TÂCHE COURTE: D'après le texte sur la composition de la Commission européenne, qui a remplacé Thierry Breton comme candidat désigné de la France ?

TEXTE DONNÉ:
- - - - -
Rarement l’annonce de la composition de la Commission européenne aura été précédée de telles péripéties ! A 24 heures du rendez-vous d’Ursula von der Leyen avec le Parlement européen, le remplacement in extremis de Thierry Breton par Stéphane Séjourné comme candidat désigné de la France a fait l’effet d’un coup de théâtre à Bruxelles. Cet épisode, déjà inédit en soi, est venu s’ajouter au feuilleton slovène, responsable du report d’une semaine de la distribution des portefeuilles. D’ailleurs, le Premier ministre Robert Golob, sous pression de son opposition, n’avait toujours pas officialisé la candidature de la diplomate Marta Kos ce lundi 16 septembre en fin d’après-midi.
- - - - -
CONTENU DES DONNÉES:
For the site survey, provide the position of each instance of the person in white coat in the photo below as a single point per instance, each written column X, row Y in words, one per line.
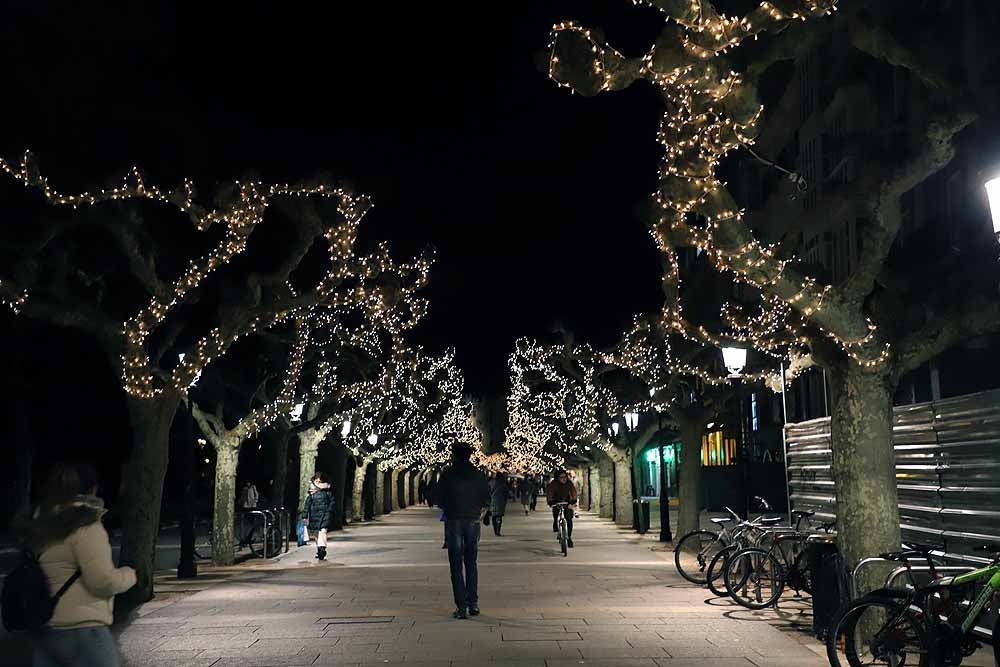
column 66, row 532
- - - - -
SOLUTION RÉDIGÉE: Stéphane Séjourné.